**WORK REQUEST 1**. In the article on the eye cancer drug trial, what is currently the primary treatment for ocular melanoma?
**WORK REQUEST 2**. List every risk factor for ocular melanoma that the article on the eye cancer drug trial names.
**WORK REQUEST 3**. Write what comes next in the article on the eye cancer drug trial, picking up after its last sentence.

Wills Eye Hospital's Carol Shields, MD examines patient (clinical study participant). Oncology research fellow, wearing protective eyewear, also observes. 

Newswise, April 3, 2017 – A first-of-its-kind, potentially groundbreaking new option for treating a form of eye cancer is now in its first phase-1 clinical research trial at Wills Eye Hospital in Philadelphia.

The treatment, called light-activated AU-011, developed by Aura Biosciences of Cambridge, Massachusetts, is an investigational drug that targets and aims to selectively destroy malignant cancer cells in patients who have life-and vision-threatening eye cancer, also known as, ocular melanoma.

Ocular melanoma is a malignant cancer that develops within the eye. It affects as many as 3,000 people per year in the United States. While melanoma is often associated with skin cancer from sun exposure, ocular melanoma does not relate to the sun, developing instead from abnormal pigmented cells in the eye.

The danger with ocular melanoma is that there are often no symptoms, making it difficult to detect resulting in the potential of quietly spreading throughout other parts of the body.

Risk factors include being Caucasian, fair-skinned, and the risk of developing the disease also increases as we age. The best way to detect ocular melanoma is to have an annual comprehensive dilated eye exam by a board certified ophthalmologist.

This innovative treatment approach now being investigated at Wills Eye Hospital uses viral nanoparticle conjugates, which is a targeted therapy of growing interest in medicine.

The treatment involves injecting the AU-011 investigational drug into the eye affected by cancer followed by the brief use of a companion ophthalmic laser treatment to activate the drug.

The investigational drug is expected to destroy the membranes of the ocular melanoma while sparing key eye structures which may allow for the potential of preserving patients’ vision.

“Patients with ocular melanoma currently have few treatment options available that can effectively destroy tumor cells while preserving vision. Conducting valuable research trials like this one enables clinicians and researchers to examine new and better options for patients throughout the world,” said, Carol L. Shields, MD, Co-Director of the Ocular Oncology Service at Wills Eye Hospital where the first US patient was treated.

Dr. Shields is also a key investigator in the research trial and the author of numerous top peer-reviewed publications on ocular melanoma, including identification of the risk factors for early diagnosis (Kaliki & Shields 2016 in Nature Eye.)

Currently, the primary treatment option for ocular melanoma is plaque radiotherapy which was, in part, pioneered in the United States by the Shields Oncology team at Wills Eye Hospital.

While that therapy has achieved high success throughout the years in tumor control for patients, this new potential targeted therapy may open the door to a less invasive method of treatment.

**EXTRACTED ENTRIES**.
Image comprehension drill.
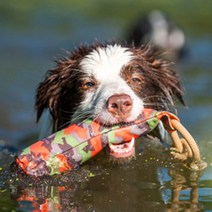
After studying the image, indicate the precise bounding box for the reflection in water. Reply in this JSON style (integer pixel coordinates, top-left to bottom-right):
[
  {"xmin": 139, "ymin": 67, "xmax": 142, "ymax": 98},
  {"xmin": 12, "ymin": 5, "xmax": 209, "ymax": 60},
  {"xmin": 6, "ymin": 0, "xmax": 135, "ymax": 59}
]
[
  {"xmin": 6, "ymin": 140, "xmax": 203, "ymax": 211},
  {"xmin": 160, "ymin": 167, "xmax": 203, "ymax": 211}
]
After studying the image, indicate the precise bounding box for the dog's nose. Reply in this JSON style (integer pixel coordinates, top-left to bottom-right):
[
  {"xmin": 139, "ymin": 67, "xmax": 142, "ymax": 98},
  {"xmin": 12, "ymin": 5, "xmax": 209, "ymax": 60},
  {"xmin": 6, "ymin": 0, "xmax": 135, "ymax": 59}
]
[{"xmin": 107, "ymin": 94, "xmax": 133, "ymax": 119}]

**ANSWER SECTION 1**. Plaque radiotherapy.

**ANSWER SECTION 2**. Being Caucasian, being fair-skinned, and getting older.

**ANSWER SECTION 3**.
“We are delighted to be one of the pre-eminent clinical trial sites in the nation for this unique and promising treatment. Wills Eye has always been a leader in the clinical application of emerging new therapies. We are 100% behind our world’s best oncology team,” said, Julia A. Haller, MD, Ophthalmologist-in-Chief, Wills Eye Hospital.

The trial, which began in early 2017, is expected to enroll up to 12 patients at Wills Eye and other clinical trial sites.

Trial investigators will focus on evaluating the safety of two dose levels of AU-011 for the treatment of patients with small to medium primary ocular melanoma. Potential participants must have a confirmed ocular melanoma diagnosis not previously treated. Patients treated in the trial will be observed and followed for 2 years.

About Carol L. Shields, MD: Dr. Carol Shields is Co-Director of the Oncology Service, Wills Eye Hospital, and Professor of Ophthalmology at Thomas Jefferson University in Philadelphia. She has authored or co-authored 9 textbooks, over 1000 articles in major journals, nearly 300 textbook chapters, given over 600 lectureships, and has received numerous professional awards of major national and international standing including The American Academy of Ophthalmology Life Achievement Honor Award.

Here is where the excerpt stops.